### [TASK DETAILS]
Which of the lines in the data below contain the string "mint"? Copy each of them.

### [DATA]

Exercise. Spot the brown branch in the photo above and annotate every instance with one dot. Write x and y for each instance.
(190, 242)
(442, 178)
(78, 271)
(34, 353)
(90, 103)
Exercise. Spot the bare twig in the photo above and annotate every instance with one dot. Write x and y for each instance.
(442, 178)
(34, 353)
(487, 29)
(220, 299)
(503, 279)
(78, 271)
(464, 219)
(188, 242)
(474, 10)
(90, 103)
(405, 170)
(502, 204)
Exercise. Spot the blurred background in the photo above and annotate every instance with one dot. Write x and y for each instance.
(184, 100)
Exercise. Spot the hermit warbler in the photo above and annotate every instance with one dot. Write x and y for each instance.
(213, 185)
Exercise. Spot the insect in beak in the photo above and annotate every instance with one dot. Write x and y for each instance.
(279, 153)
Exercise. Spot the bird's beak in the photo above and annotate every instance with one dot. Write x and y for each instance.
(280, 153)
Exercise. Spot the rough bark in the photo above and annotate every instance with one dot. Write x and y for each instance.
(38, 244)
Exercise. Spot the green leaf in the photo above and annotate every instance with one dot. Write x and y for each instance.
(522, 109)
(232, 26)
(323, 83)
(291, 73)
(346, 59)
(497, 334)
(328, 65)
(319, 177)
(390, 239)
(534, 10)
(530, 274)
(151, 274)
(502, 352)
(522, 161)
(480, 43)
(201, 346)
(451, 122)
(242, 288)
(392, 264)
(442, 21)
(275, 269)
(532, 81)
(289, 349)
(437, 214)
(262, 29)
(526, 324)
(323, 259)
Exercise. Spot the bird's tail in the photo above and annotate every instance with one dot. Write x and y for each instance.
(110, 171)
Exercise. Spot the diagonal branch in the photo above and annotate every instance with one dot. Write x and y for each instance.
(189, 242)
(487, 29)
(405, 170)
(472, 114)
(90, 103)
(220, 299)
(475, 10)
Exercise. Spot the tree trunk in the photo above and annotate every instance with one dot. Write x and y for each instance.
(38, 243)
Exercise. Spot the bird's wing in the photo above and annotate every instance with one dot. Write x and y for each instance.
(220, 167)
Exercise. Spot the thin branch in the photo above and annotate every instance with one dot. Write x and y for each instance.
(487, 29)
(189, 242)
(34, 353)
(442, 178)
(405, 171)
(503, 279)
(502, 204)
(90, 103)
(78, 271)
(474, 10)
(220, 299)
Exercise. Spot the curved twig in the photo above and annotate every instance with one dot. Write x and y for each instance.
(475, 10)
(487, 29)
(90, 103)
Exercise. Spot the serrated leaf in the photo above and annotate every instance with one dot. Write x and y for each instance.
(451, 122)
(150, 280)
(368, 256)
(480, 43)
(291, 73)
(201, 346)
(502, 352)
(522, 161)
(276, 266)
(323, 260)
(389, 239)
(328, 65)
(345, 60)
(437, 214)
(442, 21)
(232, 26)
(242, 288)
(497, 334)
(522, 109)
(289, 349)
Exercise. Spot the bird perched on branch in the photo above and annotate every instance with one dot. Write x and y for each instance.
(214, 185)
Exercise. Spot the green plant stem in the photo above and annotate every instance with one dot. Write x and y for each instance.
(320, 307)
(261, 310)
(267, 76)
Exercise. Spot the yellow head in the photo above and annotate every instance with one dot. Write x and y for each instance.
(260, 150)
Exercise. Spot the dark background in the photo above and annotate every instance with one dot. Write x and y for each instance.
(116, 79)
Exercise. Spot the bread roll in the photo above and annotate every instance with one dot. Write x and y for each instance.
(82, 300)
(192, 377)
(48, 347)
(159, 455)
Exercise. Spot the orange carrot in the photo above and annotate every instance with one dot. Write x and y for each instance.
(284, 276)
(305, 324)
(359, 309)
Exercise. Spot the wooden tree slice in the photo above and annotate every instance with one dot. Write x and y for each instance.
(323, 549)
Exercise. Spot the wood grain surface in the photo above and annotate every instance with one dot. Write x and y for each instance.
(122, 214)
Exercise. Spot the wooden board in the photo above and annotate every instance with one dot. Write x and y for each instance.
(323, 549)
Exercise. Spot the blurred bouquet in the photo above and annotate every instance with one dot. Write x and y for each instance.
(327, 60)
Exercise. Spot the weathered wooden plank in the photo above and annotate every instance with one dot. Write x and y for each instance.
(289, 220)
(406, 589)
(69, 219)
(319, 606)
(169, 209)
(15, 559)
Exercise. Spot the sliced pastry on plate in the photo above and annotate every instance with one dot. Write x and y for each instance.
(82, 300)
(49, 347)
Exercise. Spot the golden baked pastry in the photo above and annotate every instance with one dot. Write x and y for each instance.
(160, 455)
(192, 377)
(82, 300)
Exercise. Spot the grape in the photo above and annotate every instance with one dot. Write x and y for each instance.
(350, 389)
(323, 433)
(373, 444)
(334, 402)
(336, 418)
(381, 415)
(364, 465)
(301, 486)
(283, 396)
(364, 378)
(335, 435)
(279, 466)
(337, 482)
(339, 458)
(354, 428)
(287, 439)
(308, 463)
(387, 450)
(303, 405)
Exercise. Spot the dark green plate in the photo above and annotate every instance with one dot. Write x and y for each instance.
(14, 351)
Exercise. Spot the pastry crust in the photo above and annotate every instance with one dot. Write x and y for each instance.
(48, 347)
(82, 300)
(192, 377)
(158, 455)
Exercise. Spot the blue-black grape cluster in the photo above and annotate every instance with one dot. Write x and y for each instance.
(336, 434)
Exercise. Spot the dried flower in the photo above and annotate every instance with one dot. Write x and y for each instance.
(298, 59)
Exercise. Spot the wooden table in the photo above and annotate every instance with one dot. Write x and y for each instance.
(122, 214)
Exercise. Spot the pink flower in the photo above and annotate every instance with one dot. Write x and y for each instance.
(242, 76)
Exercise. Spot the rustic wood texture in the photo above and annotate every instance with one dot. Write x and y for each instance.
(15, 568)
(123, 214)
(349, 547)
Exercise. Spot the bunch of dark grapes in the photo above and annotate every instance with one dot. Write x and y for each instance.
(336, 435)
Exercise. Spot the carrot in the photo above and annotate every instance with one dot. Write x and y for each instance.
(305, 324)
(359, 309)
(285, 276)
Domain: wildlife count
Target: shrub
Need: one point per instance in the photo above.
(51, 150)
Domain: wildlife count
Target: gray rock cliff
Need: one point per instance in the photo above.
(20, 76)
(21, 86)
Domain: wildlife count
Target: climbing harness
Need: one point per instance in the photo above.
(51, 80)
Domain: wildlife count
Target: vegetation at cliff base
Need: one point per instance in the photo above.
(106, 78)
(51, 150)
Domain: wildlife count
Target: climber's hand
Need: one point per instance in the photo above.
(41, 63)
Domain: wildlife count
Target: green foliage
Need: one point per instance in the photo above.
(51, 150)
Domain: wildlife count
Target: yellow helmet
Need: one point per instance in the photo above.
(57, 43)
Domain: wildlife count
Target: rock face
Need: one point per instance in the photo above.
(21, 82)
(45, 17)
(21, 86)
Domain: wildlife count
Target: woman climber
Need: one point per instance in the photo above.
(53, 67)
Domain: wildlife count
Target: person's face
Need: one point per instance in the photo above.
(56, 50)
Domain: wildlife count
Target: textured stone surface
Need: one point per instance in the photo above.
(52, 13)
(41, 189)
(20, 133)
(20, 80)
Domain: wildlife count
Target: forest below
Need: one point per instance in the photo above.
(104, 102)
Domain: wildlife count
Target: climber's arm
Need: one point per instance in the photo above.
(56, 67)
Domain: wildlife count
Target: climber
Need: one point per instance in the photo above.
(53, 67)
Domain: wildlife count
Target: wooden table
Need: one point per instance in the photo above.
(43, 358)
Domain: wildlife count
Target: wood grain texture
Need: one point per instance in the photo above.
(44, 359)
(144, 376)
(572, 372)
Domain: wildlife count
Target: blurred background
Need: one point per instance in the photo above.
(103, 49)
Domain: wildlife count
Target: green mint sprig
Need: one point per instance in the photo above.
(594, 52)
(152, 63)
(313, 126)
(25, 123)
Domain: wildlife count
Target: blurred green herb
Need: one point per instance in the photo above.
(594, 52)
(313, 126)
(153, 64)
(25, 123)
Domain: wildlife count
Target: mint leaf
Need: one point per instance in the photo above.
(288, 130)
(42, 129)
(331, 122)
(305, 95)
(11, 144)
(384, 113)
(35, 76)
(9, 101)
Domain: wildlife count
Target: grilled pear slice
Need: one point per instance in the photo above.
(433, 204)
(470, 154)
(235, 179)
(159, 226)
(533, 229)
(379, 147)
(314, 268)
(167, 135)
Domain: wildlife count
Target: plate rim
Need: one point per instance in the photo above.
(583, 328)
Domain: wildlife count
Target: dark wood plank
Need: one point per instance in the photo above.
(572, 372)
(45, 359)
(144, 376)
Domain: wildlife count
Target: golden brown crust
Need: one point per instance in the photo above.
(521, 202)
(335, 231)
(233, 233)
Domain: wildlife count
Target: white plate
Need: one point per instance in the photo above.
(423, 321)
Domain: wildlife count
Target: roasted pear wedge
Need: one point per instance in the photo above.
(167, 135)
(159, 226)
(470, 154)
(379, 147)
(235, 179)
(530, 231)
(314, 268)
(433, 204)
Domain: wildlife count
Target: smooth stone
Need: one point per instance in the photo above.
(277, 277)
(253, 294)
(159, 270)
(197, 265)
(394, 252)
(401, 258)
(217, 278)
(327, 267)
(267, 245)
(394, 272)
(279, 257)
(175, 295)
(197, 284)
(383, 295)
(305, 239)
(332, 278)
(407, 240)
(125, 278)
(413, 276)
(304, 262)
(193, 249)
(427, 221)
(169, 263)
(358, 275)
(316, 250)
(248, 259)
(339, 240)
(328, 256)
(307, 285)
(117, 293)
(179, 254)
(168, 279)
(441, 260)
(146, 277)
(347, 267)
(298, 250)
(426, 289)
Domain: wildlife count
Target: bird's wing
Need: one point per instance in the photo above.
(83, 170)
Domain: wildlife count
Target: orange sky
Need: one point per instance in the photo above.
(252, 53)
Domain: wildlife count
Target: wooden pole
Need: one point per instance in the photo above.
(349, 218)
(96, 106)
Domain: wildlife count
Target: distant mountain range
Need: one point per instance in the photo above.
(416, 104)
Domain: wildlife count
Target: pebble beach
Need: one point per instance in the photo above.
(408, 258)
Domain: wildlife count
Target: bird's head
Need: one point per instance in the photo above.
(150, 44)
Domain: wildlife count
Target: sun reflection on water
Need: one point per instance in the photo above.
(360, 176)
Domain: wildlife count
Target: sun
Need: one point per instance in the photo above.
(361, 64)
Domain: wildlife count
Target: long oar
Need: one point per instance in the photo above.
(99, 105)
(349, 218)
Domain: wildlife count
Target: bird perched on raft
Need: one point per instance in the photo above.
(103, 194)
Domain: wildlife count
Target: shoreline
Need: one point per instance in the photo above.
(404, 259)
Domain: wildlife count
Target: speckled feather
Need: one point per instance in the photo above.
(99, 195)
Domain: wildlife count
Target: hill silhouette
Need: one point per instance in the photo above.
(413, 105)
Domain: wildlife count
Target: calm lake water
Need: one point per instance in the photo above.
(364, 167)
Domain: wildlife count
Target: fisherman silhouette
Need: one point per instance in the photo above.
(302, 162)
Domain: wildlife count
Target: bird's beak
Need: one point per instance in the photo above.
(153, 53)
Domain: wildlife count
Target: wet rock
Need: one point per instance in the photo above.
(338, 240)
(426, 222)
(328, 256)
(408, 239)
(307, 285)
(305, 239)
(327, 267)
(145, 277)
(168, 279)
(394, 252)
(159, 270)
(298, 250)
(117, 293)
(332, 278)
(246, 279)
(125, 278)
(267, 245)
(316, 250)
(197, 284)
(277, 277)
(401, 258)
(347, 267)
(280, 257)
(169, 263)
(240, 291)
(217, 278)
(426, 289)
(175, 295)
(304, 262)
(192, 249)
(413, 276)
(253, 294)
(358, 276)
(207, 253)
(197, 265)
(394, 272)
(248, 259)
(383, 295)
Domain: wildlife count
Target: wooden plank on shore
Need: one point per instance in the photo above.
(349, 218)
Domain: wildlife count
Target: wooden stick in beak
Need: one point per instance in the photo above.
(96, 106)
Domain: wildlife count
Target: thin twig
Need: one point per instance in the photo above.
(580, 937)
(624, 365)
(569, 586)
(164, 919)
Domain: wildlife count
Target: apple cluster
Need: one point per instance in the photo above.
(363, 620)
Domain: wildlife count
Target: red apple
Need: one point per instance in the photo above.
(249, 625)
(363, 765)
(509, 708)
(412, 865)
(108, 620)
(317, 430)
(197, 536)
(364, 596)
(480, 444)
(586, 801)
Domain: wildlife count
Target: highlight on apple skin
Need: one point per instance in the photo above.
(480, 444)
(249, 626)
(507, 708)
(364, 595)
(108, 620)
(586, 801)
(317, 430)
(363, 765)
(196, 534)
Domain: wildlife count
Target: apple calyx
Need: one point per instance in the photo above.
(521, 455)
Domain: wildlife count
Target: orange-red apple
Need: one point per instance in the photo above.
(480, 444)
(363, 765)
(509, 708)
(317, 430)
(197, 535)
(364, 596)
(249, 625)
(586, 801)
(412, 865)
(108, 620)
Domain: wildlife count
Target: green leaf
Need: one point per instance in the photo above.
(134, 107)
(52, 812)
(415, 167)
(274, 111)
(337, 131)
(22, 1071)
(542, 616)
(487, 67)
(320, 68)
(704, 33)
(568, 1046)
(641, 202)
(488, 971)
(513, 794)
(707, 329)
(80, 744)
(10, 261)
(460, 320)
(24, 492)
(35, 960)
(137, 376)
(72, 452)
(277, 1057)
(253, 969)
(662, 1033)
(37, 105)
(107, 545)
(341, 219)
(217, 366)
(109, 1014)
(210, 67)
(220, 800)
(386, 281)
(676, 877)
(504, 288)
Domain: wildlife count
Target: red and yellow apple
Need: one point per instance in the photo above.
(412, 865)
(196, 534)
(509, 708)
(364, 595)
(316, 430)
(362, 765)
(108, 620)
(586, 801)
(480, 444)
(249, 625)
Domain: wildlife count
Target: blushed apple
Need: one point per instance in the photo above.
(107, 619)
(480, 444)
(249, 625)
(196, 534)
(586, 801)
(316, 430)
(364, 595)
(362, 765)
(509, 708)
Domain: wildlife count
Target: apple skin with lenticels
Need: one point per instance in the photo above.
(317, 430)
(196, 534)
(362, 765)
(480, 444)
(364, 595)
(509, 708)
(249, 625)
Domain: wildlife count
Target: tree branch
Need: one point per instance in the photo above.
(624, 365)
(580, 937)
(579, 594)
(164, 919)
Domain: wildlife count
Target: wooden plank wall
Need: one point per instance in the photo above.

### [REPLY]
Target: green mint sprig
Target: mint leaf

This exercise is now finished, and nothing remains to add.